With the pictures set aside, reproduce each entry precisely as it reads.

*** Opening of Input ***

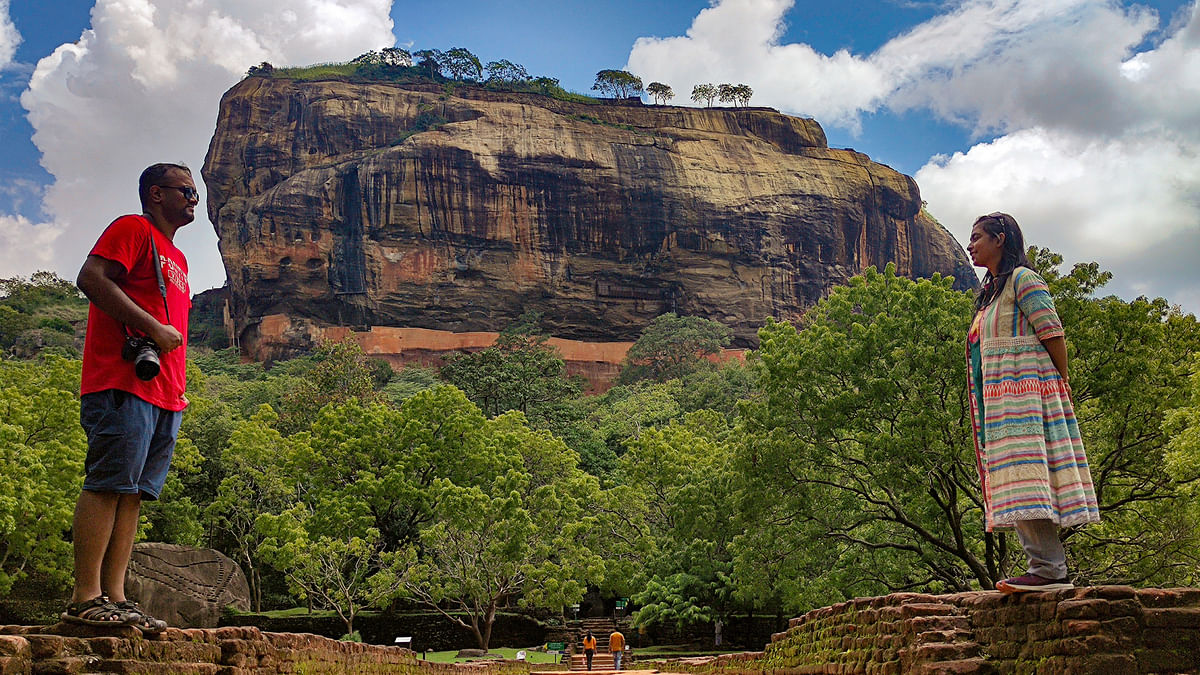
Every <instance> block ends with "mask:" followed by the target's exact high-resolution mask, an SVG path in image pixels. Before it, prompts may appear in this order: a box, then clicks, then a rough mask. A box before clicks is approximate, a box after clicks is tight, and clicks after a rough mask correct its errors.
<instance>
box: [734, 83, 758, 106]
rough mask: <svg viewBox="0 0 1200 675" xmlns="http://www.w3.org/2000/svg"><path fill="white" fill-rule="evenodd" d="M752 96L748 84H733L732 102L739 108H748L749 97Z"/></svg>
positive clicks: (751, 89)
mask: <svg viewBox="0 0 1200 675" xmlns="http://www.w3.org/2000/svg"><path fill="white" fill-rule="evenodd" d="M751 96H754V89H751V88H750V85H749V84H734V85H733V100H734V101H737V103H738V104H740V106H749V104H750V97H751Z"/></svg>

*** Close of Input ***

== Finished exercise ==
Every <instance> block ends with "mask:" followed by the target's exact high-resolution mask, an SVG path in image pixels. Before it, prompts may appear in this order: a box, then clicks, then a rough mask. A box before clicks is approximate, a box after clicks is tight, and clicks after a rough mask correct its errors.
<instance>
box: [734, 83, 758, 106]
rough mask: <svg viewBox="0 0 1200 675" xmlns="http://www.w3.org/2000/svg"><path fill="white" fill-rule="evenodd" d="M752 96L748 84H733L732 102L739 108H748L749 97Z"/></svg>
positive clicks: (751, 89)
mask: <svg viewBox="0 0 1200 675" xmlns="http://www.w3.org/2000/svg"><path fill="white" fill-rule="evenodd" d="M751 96H754V89H751V88H750V85H749V84H734V85H733V100H734V101H737V103H738V104H740V106H749V104H750V97H751Z"/></svg>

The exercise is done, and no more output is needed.